■ **EXERCISE DETAILS**
Count the lines in the records below that contain the string "with", treating uppercase and lowercase as different, and give only that number.
— Start SUPPLIED RECORDS —
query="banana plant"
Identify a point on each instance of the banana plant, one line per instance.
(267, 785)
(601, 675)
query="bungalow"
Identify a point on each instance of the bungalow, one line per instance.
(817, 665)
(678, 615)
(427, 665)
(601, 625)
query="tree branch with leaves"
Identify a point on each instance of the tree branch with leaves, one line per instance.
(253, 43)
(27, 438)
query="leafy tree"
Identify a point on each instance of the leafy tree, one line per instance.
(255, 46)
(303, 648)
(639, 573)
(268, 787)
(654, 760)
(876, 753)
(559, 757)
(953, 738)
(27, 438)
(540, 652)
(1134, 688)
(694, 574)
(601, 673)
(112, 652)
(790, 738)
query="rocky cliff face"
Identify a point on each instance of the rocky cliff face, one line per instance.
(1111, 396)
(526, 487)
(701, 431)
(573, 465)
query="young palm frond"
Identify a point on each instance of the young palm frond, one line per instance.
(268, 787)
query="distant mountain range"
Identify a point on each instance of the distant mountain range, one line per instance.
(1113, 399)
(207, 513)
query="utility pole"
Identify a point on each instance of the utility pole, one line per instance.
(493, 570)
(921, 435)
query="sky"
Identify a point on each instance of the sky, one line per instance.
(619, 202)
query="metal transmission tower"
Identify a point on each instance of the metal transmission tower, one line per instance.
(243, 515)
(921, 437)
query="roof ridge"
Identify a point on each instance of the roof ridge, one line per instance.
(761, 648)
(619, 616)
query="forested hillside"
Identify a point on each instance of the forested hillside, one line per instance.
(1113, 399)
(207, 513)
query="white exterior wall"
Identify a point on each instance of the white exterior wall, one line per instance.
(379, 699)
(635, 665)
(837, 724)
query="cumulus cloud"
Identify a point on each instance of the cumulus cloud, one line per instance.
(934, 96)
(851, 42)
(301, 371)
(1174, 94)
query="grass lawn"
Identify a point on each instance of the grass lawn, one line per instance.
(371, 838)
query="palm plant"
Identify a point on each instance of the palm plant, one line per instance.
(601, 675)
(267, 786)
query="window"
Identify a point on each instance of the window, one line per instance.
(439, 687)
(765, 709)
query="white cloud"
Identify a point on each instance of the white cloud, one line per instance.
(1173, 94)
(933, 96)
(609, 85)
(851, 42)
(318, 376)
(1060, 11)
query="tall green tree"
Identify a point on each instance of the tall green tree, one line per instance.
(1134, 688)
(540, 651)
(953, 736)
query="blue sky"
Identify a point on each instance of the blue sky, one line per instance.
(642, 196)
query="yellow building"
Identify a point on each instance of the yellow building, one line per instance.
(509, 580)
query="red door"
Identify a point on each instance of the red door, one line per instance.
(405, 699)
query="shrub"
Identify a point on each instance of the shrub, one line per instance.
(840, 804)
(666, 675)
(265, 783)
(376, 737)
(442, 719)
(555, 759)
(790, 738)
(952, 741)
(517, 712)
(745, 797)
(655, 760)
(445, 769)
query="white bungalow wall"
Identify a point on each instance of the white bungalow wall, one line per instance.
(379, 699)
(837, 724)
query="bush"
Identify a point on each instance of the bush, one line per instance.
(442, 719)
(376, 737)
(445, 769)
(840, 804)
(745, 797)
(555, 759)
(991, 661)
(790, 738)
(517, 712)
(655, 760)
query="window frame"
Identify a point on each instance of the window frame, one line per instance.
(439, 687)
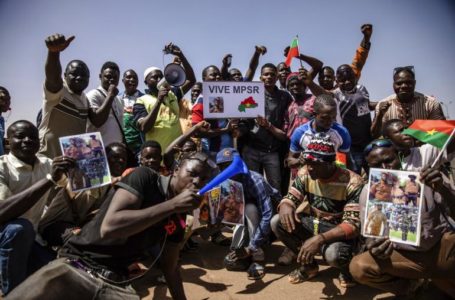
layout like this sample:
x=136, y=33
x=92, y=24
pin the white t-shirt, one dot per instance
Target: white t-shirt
x=110, y=130
x=16, y=176
x=423, y=156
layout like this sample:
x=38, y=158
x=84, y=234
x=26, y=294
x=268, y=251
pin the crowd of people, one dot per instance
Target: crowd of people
x=161, y=151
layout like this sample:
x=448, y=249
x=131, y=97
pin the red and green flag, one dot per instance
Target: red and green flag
x=293, y=51
x=433, y=132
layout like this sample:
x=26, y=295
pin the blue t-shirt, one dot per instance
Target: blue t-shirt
x=2, y=134
x=339, y=135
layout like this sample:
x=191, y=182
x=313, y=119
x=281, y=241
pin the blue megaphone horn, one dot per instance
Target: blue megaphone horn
x=237, y=166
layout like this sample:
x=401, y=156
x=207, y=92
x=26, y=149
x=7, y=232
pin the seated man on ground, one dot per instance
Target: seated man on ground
x=143, y=212
x=69, y=211
x=25, y=179
x=259, y=196
x=328, y=221
x=399, y=268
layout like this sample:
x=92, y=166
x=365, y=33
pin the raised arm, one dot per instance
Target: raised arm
x=362, y=51
x=254, y=62
x=226, y=64
x=55, y=44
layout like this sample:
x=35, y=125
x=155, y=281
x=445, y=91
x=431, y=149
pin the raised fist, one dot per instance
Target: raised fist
x=58, y=42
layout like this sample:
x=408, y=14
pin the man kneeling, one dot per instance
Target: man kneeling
x=329, y=222
x=142, y=213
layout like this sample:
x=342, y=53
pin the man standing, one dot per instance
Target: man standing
x=5, y=102
x=406, y=104
x=144, y=212
x=330, y=221
x=112, y=130
x=65, y=105
x=264, y=136
x=129, y=96
x=157, y=113
x=25, y=179
x=326, y=77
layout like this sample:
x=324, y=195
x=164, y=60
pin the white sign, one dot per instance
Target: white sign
x=228, y=99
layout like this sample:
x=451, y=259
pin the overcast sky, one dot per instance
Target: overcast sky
x=133, y=33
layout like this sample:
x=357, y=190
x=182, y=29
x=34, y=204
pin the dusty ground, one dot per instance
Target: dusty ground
x=205, y=278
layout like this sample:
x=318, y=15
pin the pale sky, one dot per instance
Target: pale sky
x=133, y=33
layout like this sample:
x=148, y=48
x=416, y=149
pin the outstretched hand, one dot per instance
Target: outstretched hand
x=58, y=42
x=367, y=30
x=61, y=166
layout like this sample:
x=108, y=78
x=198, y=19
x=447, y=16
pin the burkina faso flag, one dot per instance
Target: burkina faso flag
x=293, y=51
x=433, y=132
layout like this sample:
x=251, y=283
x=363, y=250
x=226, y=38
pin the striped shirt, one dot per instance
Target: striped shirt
x=422, y=108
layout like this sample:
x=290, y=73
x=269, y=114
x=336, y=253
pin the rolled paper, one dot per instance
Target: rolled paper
x=237, y=166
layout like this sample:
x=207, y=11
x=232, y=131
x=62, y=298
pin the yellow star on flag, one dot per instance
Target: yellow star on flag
x=431, y=132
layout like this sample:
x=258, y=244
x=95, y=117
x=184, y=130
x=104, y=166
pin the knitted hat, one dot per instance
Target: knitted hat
x=150, y=70
x=320, y=148
x=226, y=155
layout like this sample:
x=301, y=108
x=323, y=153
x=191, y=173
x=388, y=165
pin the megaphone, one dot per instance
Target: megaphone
x=237, y=166
x=174, y=75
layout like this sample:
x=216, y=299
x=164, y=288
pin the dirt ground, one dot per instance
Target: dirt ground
x=205, y=278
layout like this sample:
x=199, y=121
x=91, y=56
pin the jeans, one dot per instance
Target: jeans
x=59, y=280
x=358, y=162
x=336, y=254
x=268, y=161
x=16, y=241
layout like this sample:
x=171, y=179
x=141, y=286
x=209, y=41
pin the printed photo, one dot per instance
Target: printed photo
x=216, y=104
x=92, y=168
x=394, y=206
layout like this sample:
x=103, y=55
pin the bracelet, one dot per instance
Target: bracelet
x=323, y=238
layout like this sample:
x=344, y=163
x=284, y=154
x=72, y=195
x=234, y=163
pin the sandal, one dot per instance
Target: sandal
x=302, y=274
x=346, y=280
x=255, y=272
x=220, y=240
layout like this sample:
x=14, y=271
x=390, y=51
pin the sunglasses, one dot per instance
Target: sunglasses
x=406, y=68
x=381, y=143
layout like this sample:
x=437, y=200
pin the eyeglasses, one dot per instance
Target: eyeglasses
x=381, y=143
x=202, y=157
x=406, y=68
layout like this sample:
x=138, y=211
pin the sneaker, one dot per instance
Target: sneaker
x=346, y=280
x=287, y=257
x=259, y=255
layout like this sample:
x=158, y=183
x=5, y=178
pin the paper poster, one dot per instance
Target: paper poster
x=92, y=169
x=228, y=99
x=393, y=206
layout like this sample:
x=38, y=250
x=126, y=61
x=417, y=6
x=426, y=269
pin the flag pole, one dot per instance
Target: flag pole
x=298, y=50
x=443, y=149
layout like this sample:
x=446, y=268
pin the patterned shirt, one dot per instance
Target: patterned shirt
x=335, y=200
x=422, y=108
x=338, y=134
x=132, y=133
x=263, y=195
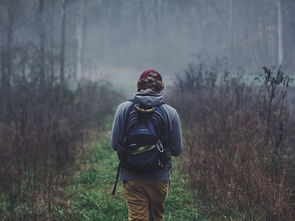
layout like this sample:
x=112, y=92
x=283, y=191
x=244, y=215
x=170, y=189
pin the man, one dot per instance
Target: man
x=146, y=192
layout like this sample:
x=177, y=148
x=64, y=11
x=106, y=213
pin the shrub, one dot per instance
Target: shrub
x=238, y=140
— End SUPPLIED RECORDS —
■ **ANSWER FOR THIS EXERCISE**
2